**Task to complete:**
Reproduce verbatim the items from the line holding "lip of flower." through the end of the items, both ends included.

**Dataset entries:**
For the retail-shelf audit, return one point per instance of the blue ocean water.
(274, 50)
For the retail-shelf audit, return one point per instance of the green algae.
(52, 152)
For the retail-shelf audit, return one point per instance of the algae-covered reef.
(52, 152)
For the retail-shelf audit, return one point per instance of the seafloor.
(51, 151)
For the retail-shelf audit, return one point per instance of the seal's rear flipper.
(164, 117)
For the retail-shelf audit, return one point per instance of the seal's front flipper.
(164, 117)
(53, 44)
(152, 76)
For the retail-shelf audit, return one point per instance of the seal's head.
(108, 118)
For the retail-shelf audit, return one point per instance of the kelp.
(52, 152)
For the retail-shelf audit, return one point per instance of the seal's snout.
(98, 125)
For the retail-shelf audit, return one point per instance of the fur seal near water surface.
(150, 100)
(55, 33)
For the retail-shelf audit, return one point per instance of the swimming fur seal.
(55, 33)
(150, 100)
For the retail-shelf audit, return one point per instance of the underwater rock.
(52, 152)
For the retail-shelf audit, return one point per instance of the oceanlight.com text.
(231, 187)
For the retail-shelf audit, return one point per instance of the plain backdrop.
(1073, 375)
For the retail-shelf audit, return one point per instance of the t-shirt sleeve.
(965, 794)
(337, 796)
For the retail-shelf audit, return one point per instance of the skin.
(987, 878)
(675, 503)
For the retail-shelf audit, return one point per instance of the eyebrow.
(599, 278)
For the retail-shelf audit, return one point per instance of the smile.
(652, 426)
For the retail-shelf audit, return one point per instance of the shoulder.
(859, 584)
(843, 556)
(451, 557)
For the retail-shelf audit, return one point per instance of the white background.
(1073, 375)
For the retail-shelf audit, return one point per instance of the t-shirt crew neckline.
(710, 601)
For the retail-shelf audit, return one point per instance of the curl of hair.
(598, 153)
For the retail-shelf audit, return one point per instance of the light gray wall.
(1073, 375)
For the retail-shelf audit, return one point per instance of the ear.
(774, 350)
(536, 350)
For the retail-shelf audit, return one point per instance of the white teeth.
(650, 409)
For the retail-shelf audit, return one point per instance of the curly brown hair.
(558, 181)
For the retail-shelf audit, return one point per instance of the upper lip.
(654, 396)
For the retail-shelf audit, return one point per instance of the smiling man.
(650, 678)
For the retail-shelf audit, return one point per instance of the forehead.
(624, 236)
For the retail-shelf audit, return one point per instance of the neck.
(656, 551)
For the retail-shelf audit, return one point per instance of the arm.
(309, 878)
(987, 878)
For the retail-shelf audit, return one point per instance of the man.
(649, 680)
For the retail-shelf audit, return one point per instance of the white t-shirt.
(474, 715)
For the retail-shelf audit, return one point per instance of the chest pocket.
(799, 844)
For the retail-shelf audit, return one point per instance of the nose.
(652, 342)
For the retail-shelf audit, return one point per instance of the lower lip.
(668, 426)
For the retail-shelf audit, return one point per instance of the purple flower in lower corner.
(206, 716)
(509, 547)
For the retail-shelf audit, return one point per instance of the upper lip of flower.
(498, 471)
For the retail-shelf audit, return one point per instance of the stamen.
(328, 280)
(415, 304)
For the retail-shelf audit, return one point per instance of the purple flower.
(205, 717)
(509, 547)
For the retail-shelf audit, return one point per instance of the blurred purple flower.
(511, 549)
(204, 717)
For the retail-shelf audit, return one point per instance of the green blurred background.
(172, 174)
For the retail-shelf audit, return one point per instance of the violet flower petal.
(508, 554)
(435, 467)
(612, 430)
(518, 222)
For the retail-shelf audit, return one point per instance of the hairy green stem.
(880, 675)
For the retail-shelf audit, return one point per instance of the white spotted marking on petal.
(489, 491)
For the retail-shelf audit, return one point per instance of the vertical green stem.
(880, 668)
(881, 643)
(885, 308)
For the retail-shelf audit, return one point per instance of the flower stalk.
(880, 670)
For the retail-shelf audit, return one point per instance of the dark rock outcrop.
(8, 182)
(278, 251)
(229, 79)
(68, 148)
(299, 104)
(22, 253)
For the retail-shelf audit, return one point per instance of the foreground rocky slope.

**Reply:**
For the retail-shelf audit, return one point per instance of the upper lip of flower.
(498, 471)
For the retail-shelf audit, return one point per instance of the stamen.
(328, 280)
(415, 304)
For the retail-shelf audit, return one point per instance of the purple flower.
(205, 717)
(509, 547)
For the retail-shelf audit, return one point per instance of the blurred purple flower.
(511, 549)
(204, 717)
For the retail-shelf audit, return one point per instance of the green blurred background.
(172, 174)
For the retail-shelf audit, return one point per instance of the violet flower petal.
(508, 554)
(435, 467)
(612, 430)
(518, 222)
For the retail-shelf audit, return one point per instance of the hairy green stem.
(880, 675)
For the retail-shelf audit, return one point per instance of the white spotted marking on petal.
(489, 491)
For the retail-shelf audit, return one point per instance of the vertical green stem.
(880, 668)
(881, 643)
(885, 308)
For the retail-shelf audit, return one point per instance of the flower stalk.
(880, 670)
For the retail-shelf audit, return one point per instance of the dark rock outcrop.
(8, 182)
(278, 251)
(229, 79)
(68, 148)
(299, 104)
(22, 253)
For the retail-shelf audit, return one point per instance of the foreground rocky slope.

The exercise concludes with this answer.